** Stored items **
━━━━━━━━━━
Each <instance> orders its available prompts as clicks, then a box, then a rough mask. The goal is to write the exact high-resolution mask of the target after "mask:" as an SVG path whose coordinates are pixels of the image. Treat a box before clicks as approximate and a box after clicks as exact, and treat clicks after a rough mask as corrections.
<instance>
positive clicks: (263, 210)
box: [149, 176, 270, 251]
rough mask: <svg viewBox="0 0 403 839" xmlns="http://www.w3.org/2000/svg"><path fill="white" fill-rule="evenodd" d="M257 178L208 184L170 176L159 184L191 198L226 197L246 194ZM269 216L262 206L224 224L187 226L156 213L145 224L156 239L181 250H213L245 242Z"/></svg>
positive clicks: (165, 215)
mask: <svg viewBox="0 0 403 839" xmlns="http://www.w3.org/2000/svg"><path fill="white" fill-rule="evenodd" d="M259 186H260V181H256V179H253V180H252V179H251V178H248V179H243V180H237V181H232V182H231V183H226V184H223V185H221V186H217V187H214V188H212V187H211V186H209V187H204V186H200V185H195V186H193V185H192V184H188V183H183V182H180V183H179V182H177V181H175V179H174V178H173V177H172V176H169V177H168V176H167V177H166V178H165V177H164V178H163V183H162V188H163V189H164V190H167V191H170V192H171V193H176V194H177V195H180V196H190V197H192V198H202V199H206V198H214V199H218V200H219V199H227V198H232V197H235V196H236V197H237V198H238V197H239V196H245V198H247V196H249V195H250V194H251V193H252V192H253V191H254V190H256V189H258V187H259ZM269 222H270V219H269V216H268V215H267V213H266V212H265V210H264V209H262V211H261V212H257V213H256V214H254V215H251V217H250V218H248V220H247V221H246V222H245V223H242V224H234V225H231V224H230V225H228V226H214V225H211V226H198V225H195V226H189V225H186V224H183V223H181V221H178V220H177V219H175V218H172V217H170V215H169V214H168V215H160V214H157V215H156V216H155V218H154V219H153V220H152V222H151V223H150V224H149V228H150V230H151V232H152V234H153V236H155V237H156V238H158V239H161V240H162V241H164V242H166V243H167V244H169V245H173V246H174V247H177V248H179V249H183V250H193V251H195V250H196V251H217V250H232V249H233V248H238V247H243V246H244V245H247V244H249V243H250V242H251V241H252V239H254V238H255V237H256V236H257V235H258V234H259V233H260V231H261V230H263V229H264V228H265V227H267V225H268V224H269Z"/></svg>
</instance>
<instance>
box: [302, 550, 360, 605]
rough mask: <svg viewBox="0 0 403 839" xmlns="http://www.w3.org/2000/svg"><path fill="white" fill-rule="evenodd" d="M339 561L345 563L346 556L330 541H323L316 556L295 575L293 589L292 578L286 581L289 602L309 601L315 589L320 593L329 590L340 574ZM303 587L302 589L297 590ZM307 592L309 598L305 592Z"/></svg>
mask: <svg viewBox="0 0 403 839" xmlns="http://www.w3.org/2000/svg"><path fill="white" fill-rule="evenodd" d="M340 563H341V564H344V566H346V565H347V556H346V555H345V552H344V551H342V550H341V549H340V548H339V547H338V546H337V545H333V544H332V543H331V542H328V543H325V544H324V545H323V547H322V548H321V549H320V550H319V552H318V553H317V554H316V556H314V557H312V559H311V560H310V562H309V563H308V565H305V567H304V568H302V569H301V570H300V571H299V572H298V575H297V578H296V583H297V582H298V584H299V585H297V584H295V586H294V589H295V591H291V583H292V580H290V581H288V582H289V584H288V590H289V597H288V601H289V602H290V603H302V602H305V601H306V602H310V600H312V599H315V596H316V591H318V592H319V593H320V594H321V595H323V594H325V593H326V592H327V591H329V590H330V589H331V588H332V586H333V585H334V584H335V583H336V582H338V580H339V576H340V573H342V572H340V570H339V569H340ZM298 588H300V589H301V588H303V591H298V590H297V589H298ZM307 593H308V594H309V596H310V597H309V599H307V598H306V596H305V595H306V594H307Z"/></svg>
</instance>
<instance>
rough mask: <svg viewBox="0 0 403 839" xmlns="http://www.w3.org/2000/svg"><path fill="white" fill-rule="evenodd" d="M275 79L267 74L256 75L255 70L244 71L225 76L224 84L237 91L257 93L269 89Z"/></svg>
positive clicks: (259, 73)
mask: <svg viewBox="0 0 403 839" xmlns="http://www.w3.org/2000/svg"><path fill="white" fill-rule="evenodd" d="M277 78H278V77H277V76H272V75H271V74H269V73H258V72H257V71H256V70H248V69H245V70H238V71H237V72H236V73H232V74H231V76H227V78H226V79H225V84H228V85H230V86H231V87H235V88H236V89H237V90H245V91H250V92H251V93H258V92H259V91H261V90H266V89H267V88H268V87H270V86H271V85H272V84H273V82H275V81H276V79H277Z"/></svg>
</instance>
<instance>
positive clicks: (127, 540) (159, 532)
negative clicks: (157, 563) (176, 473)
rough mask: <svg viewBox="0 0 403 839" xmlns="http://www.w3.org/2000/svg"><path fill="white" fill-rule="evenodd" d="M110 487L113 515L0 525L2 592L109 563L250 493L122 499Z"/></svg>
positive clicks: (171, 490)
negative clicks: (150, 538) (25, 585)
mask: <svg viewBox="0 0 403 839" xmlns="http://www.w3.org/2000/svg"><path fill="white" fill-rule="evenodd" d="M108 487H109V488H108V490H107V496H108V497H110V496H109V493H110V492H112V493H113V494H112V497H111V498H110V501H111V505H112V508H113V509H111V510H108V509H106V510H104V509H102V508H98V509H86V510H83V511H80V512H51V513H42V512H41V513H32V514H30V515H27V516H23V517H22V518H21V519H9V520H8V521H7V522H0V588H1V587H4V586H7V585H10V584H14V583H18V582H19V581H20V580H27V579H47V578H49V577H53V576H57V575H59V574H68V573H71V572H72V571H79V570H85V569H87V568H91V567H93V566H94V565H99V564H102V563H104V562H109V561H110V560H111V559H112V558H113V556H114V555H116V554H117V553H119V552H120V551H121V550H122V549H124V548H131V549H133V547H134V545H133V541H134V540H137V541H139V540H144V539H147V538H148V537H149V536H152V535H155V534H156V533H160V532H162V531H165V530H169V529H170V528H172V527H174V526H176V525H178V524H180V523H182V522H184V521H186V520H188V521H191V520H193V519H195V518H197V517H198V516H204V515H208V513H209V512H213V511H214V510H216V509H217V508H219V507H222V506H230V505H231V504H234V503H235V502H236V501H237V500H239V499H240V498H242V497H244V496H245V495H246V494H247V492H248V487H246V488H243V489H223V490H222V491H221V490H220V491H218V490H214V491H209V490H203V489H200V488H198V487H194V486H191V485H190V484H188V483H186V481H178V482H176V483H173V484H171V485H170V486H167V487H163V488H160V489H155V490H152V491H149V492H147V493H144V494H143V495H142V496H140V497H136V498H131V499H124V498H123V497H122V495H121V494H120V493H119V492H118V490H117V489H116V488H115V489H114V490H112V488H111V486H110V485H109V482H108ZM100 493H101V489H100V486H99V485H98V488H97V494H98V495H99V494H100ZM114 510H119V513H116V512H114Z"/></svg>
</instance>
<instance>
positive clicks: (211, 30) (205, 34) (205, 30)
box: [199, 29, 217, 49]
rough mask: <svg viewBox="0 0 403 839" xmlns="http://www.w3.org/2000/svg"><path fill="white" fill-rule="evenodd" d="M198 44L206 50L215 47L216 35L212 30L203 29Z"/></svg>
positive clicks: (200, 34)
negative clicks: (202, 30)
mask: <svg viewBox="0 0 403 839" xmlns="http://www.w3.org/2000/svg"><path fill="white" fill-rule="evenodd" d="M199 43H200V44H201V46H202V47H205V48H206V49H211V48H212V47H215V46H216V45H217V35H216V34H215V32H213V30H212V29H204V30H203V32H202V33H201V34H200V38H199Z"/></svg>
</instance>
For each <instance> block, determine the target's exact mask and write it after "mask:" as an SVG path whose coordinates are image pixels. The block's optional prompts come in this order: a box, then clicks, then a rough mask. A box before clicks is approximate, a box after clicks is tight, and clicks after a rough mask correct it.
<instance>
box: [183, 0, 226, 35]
━━━━━━━━━━
** YOUR GOAL **
Rewrite the lines as a JSON list of strings, one string per line and blank lines omitted, starting at the line that contains "44L206 50L215 47L216" and ending after the line that contains "positive clicks: (200, 34)".

** RESPONSE TO THIS TASK **
[
  "rough mask: <svg viewBox=\"0 0 403 839\" xmlns=\"http://www.w3.org/2000/svg\"><path fill=\"white\" fill-rule=\"evenodd\" d=\"M198 44L206 50L215 47L216 35L212 30L203 29Z\"/></svg>",
  "positive clicks: (200, 34)"
]